Provided information ->
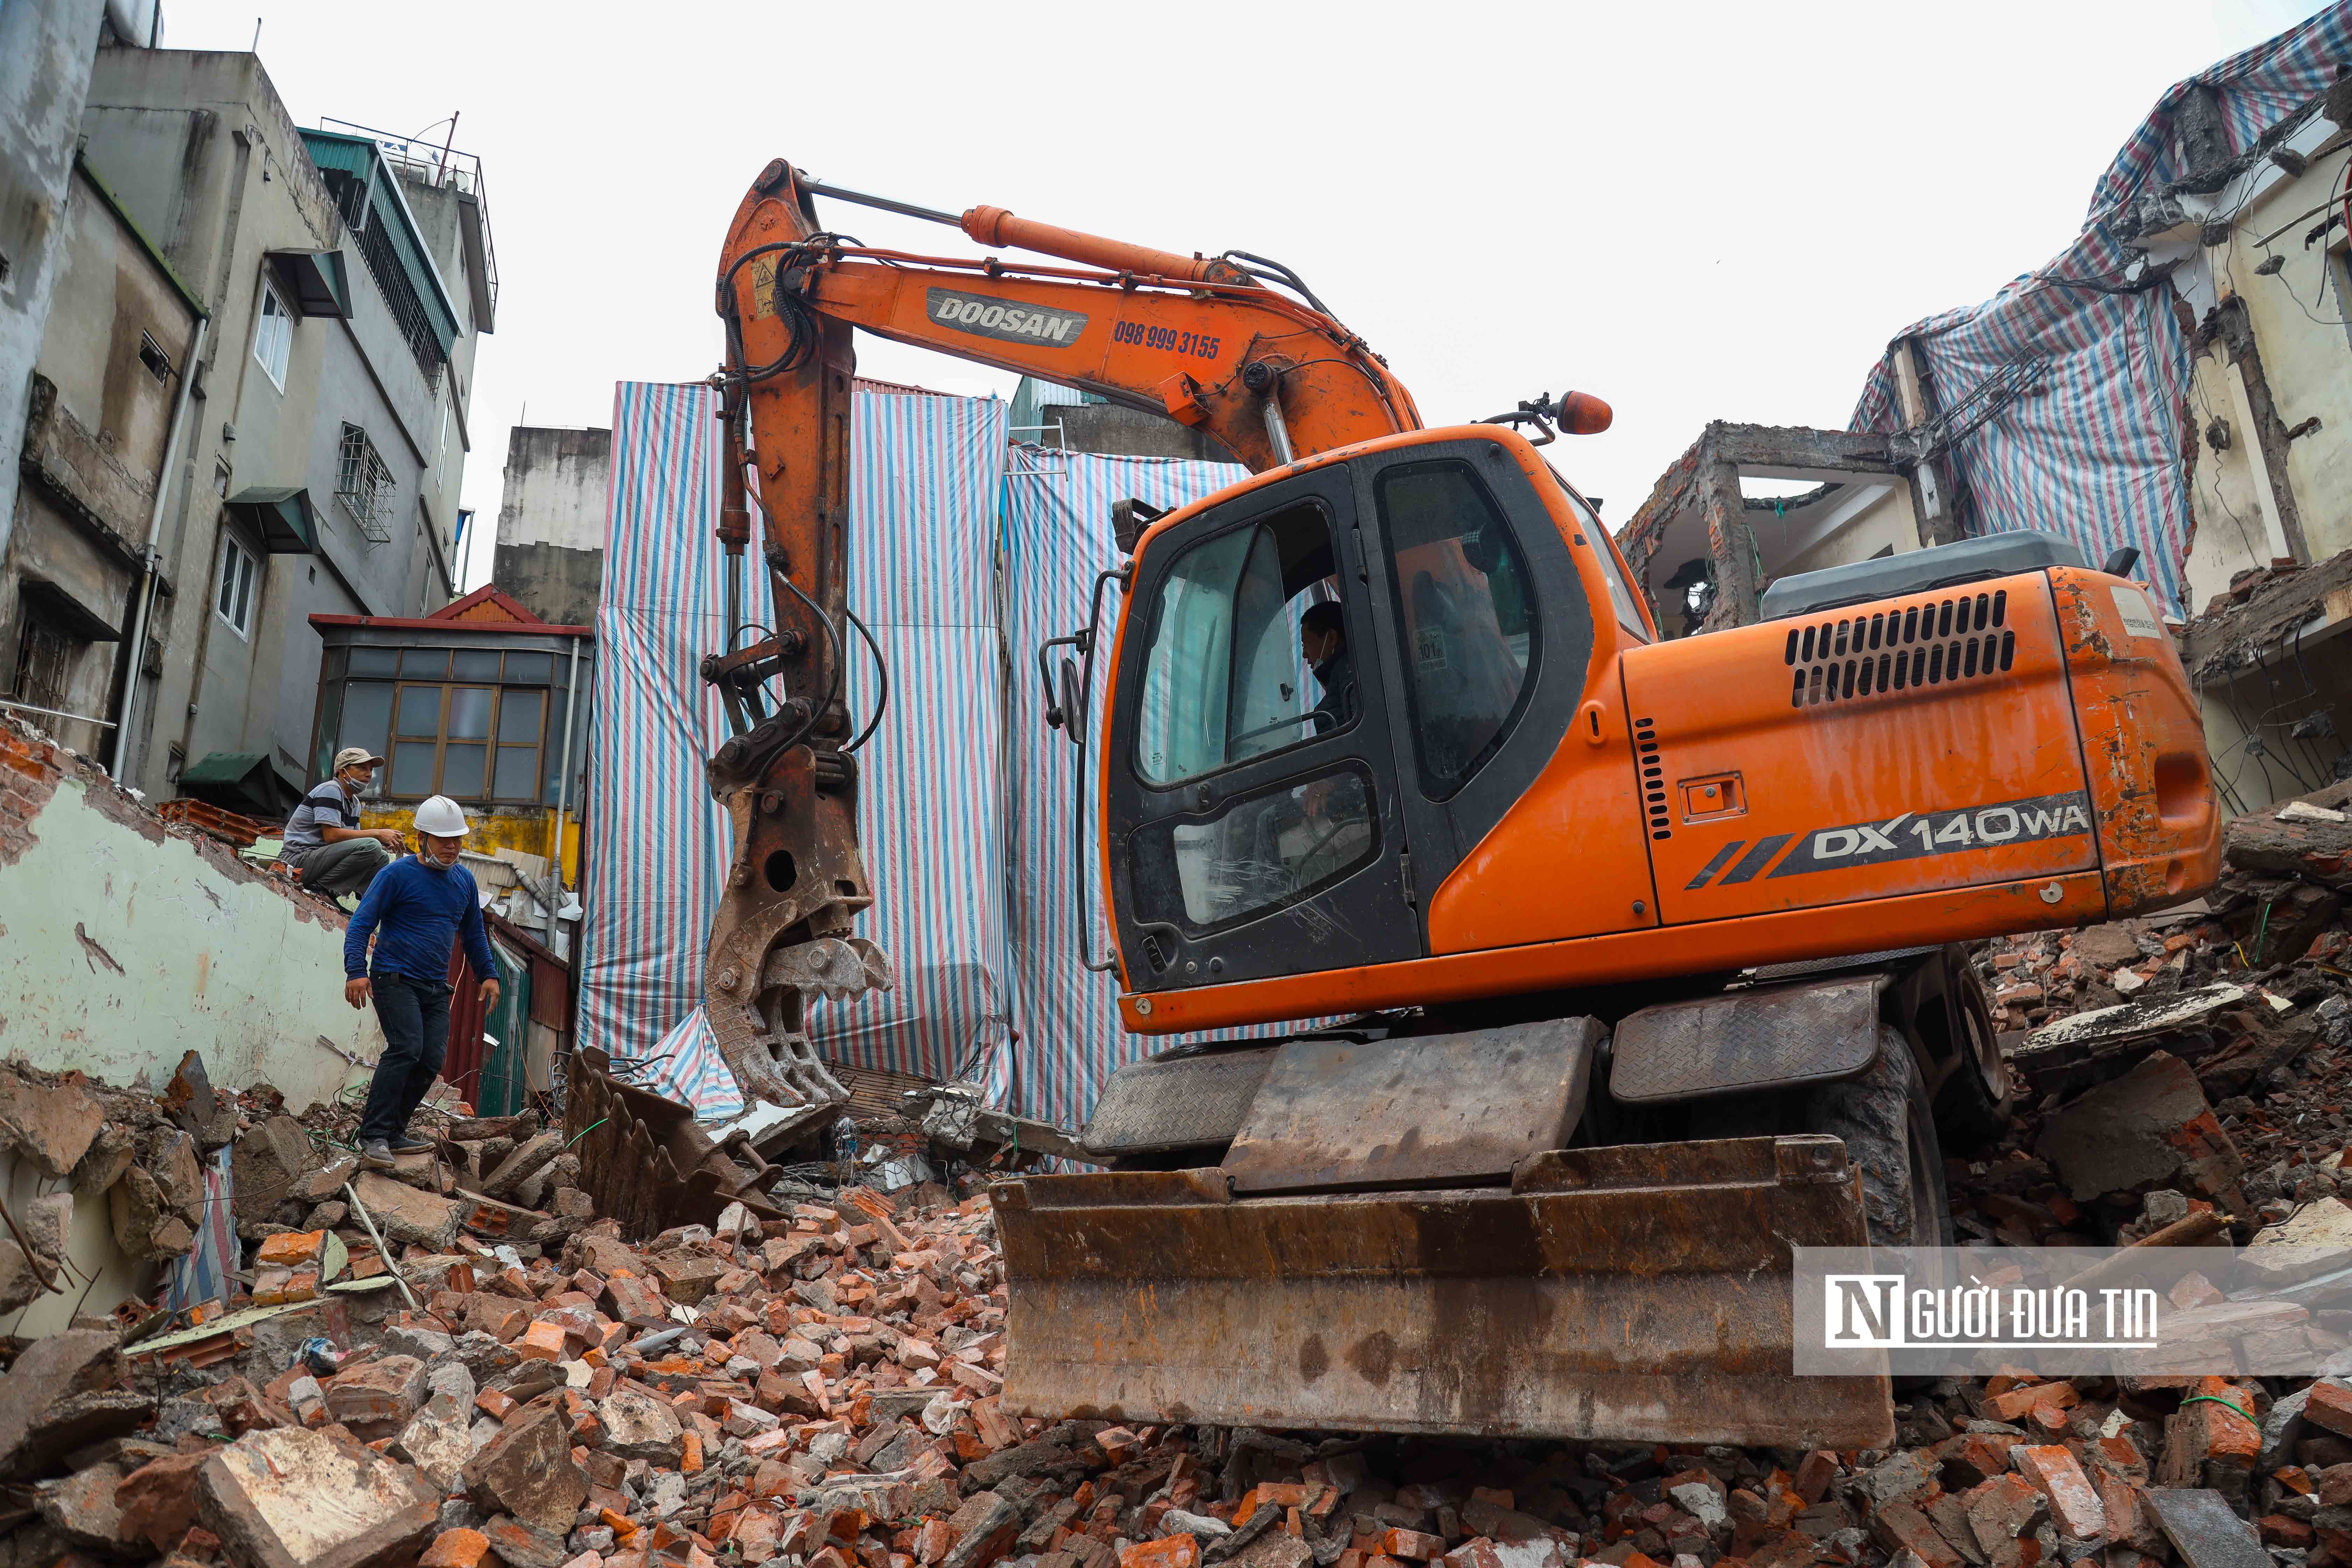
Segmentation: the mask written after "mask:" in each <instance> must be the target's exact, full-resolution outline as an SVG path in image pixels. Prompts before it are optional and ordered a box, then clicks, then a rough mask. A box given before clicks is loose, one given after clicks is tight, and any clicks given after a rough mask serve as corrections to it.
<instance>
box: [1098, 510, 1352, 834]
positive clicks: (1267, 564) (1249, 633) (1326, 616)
mask: <svg viewBox="0 0 2352 1568" xmlns="http://www.w3.org/2000/svg"><path fill="white" fill-rule="evenodd" d="M1331 588H1334V583H1331V522H1329V515H1327V512H1324V508H1322V505H1319V503H1301V505H1291V508H1284V510H1282V512H1275V515H1272V517H1263V520H1258V522H1254V524H1249V527H1242V529H1230V531H1225V534H1216V536H1214V538H1204V541H1200V543H1197V545H1192V548H1188V550H1185V552H1183V555H1178V557H1176V562H1174V567H1171V569H1169V574H1167V578H1162V583H1160V597H1157V602H1155V604H1152V618H1150V639H1148V644H1145V656H1143V701H1141V710H1138V724H1136V771H1138V773H1141V776H1143V780H1145V783H1150V785H1157V788H1169V785H1176V783H1183V780H1188V778H1202V776H1207V773H1216V771H1221V769H1230V766H1235V764H1240V762H1249V759H1254V757H1265V755H1272V752H1279V750H1284V748H1291V745H1301V743H1305V741H1315V738H1319V736H1329V733H1338V731H1343V729H1350V726H1352V724H1355V722H1357V717H1359V710H1362V703H1359V698H1357V693H1355V689H1352V686H1355V682H1352V677H1348V675H1345V672H1343V670H1336V668H1334V661H1331V658H1324V663H1322V665H1319V670H1322V672H1319V675H1317V665H1310V663H1308V658H1305V651H1303V644H1305V642H1308V637H1305V630H1308V625H1310V623H1322V621H1329V618H1331V614H1334V611H1312V607H1315V604H1317V602H1329V599H1331ZM1334 609H1336V607H1334ZM1315 642H1317V646H1319V637H1317V639H1315Z"/></svg>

Exercise details -> Give every record again without changing a word. Exclude the pictures.

Completed exercise ->
Segmentation: the mask written after "mask:" in each <instance> must be the target's exact, full-resolution outline as an SVG path in image pixels. Prompts before it are optional and ordered a box, then clicks, then a rough mask. A box given before clicks is loose, one given after clicks is tight, and any clicks given after a rough mask serve as corrections to it.
<instance>
box: [1098, 510, 1352, 834]
positive clicks: (1267, 564) (1249, 633) (1326, 616)
mask: <svg viewBox="0 0 2352 1568" xmlns="http://www.w3.org/2000/svg"><path fill="white" fill-rule="evenodd" d="M1331 588H1334V583H1331V522H1329V515H1327V512H1324V508H1322V505H1319V503H1301V505H1291V508H1284V510H1282V512H1275V515H1272V517H1263V520H1258V522H1254V524H1249V527H1242V529H1230V531H1225V534H1216V536H1214V538H1204V541H1200V543H1197V545H1192V548H1188V550H1185V552H1183V555H1178V557H1176V562H1174V567H1171V569H1169V574H1167V578H1162V583H1160V597H1157V602H1155V604H1152V618H1150V639H1148V644H1145V656H1143V701H1141V710H1138V724H1136V771H1138V773H1141V776H1143V780H1145V783H1150V785H1157V788H1169V785H1176V783H1183V780H1188V778H1202V776H1207V773H1216V771H1221V769H1230V766H1235V764H1240V762H1249V759H1254V757H1265V755H1272V752H1279V750H1284V748H1291V745H1301V743H1305V741H1315V738H1319V736H1329V733H1338V731H1343V729H1350V726H1352V724H1355V722H1357V717H1359V710H1362V703H1359V698H1357V693H1355V689H1352V686H1355V682H1352V677H1348V675H1345V672H1343V670H1336V668H1334V661H1331V658H1324V663H1322V665H1319V670H1322V672H1319V675H1317V665H1310V663H1308V658H1305V651H1303V644H1305V642H1308V637H1305V630H1308V625H1310V623H1322V621H1329V618H1331V614H1334V611H1312V607H1315V604H1317V602H1329V599H1331ZM1334 609H1336V607H1334ZM1315 642H1317V646H1319V637H1317V639H1315Z"/></svg>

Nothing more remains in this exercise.